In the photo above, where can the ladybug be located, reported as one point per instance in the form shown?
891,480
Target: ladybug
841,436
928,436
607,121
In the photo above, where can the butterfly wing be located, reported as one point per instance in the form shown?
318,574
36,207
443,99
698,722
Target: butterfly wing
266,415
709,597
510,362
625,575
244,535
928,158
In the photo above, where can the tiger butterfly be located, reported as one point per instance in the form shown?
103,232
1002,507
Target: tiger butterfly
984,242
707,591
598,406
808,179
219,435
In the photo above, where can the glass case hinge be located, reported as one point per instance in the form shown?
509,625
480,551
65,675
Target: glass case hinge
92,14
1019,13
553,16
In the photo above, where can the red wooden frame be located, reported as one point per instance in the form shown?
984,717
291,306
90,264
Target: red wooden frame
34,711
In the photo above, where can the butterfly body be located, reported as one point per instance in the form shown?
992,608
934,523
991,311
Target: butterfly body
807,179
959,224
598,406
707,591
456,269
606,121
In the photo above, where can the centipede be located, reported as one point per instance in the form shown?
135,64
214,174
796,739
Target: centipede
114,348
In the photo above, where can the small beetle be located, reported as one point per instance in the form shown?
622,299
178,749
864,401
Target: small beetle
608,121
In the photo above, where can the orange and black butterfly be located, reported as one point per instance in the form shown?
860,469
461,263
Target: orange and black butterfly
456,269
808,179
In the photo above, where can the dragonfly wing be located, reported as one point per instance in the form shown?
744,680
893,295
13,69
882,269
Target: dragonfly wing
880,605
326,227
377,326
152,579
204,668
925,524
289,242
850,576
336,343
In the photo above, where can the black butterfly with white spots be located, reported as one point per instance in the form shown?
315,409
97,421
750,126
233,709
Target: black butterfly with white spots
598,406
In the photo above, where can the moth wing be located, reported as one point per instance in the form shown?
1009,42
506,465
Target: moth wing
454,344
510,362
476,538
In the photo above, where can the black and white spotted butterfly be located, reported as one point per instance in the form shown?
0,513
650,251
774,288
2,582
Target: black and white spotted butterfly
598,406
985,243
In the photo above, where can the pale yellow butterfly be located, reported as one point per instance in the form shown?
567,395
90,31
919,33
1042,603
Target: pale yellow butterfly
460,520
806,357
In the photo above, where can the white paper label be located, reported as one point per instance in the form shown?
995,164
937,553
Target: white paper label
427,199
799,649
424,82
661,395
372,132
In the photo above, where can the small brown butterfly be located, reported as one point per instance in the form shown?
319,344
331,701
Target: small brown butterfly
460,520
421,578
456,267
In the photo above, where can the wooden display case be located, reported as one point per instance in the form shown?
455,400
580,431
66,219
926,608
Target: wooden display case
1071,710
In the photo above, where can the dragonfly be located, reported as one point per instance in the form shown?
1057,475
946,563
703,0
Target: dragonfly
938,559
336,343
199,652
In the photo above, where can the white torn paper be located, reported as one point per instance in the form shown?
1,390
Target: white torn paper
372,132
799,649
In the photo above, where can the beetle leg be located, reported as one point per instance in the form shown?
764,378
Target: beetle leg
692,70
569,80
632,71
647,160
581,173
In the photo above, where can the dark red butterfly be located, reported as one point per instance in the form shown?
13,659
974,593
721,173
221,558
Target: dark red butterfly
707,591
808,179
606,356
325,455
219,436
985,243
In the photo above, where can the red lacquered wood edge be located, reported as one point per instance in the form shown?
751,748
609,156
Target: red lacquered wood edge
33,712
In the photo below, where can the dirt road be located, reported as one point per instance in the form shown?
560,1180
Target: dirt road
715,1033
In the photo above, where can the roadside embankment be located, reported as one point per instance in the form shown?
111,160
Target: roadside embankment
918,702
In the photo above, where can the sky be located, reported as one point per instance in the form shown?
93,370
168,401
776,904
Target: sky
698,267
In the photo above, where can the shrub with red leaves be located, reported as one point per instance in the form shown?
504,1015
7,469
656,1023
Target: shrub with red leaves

> EXERCISE GOAL
Go back to the listing above and please repeat it exactly.

> RESULT
In the photo above, where can the ladybug be located, reported as one point per instance in the form shown?
891,480
Target: ladybug
841,436
928,436
607,121
In the photo above, where can the butterfly wing be located, reported as one point per instance in the form shown?
318,574
36,207
443,99
698,722
Target: butterfly wing
266,415
709,597
510,362
625,575
244,535
928,158
In the photo above, where can the tiger butterfly be located, reported as one point per instance in the form shown?
103,232
1002,507
Target: tiger butterfly
984,242
707,591
598,406
808,179
219,435
In the photo above, where can the glass case hinge be located, reported as one point per instance in the form shown?
509,625
480,551
65,675
Target: glass case hinge
92,14
1019,13
553,16
In the photo above, where can the red wooden frame be located, reported as one point per instance in the form shown?
984,717
291,306
90,264
Target: red wooden frame
34,711
In the photo above, where can the butterfly body be located, reported as one point per instance in the form shown?
992,608
934,523
991,311
Target: butterfly body
807,179
959,224
598,406
707,591
456,269
606,121
In the photo above, where can the centipede be located, reported as one point per instance in the form shown?
135,64
214,174
796,739
Target: centipede
114,348
In the photo above, where can the small beetle be located, reported as one point per instance in the form shown?
622,299
178,749
864,401
Target: small beetle
608,121
In the photo above, where can the orange and black butterfly be located, reported as one point per instance in the form shown?
860,469
461,263
Target: orange and black butterfly
456,269
808,179
In the photo above, where can the dragonfly wing be located, reported as one point per instance in the form shown?
744,680
893,295
13,69
882,269
Target: dragonfly wing
880,605
326,227
377,326
152,579
204,668
925,524
289,242
850,576
336,343
In the photo above, where can the black butterfly with white spots be located, reported as one point per instance in the form shown?
315,409
97,421
750,126
233,709
Target: black butterfly with white spots
598,406
In the photo above, where can the moth wing be located, reported as one point per instance in the form shown?
1009,42
506,465
Target: moth wing
454,344
510,362
476,538
In the photo above, where can the black and white spotted butterfly be located, reported as one point per instance in the form shown?
0,513
650,251
774,288
2,582
Target: black and white spotted butterfly
598,406
985,243
In the photo above, where can the pale yellow butterfly be located, reported as one point per instance in the form shown?
567,395
90,31
919,33
1042,603
Target: pale yellow butterfly
460,520
806,357
In the photo above, where can the white paper label be located, reported as one point per instance in the form shown?
995,164
937,553
Target: white paper label
427,199
799,649
424,82
661,395
372,132
In the photo above, where can the small brown butterfly be located, reported as one point per instance in the form shown?
319,344
331,701
Target: small brown butterfly
460,520
421,578
456,267
In the photo above, where can the wooden display case be located, reported as one point per instance in the form shown?
455,400
580,431
66,219
926,608
Target: wooden display case
1071,710
In the photo above, where can the dragonfly be located, reported as one point per instance in the form shown?
1057,475
946,563
703,0
Target: dragonfly
938,559
336,343
199,652
In the photo above, where can the white torn paper be located, reported as one point per instance in the form shown?
1,390
Target: white torn paper
372,132
799,649
In the photo above, where can the beetle leg be located, reported as one point per instance in the form shown?
764,378
Target: beetle leg
692,70
569,80
632,71
647,160
581,173
In the photo above, where can the dark red butterfly be located, reported as one point per instance in the form shown?
13,659
974,593
721,173
221,558
Target: dark red butterfly
707,591
808,179
606,356
325,455
219,436
985,243
In the photo above, where can the red lacquered wood edge be located, reported as one point per instance in the form shown?
751,748
609,156
Target: red lacquered wood edge
33,712
In the photo below, where can the dirt road be located, reported as one point per instance in the form shown?
560,1180
Target: dirt road
715,1033
In the photo above, where can the roadside embankment be located, reported as one point per instance in the form shown?
111,160
Target: roadside embankment
918,702
In the photo above, where can the sky be located, reported as one point per instance in the form shown?
93,370
168,401
776,904
Target: sky
698,267
In the photo above, where can the shrub with red leaves be located, reported as one point per instance in the form shown?
504,1015
7,469
656,1023
Target: shrub with red leaves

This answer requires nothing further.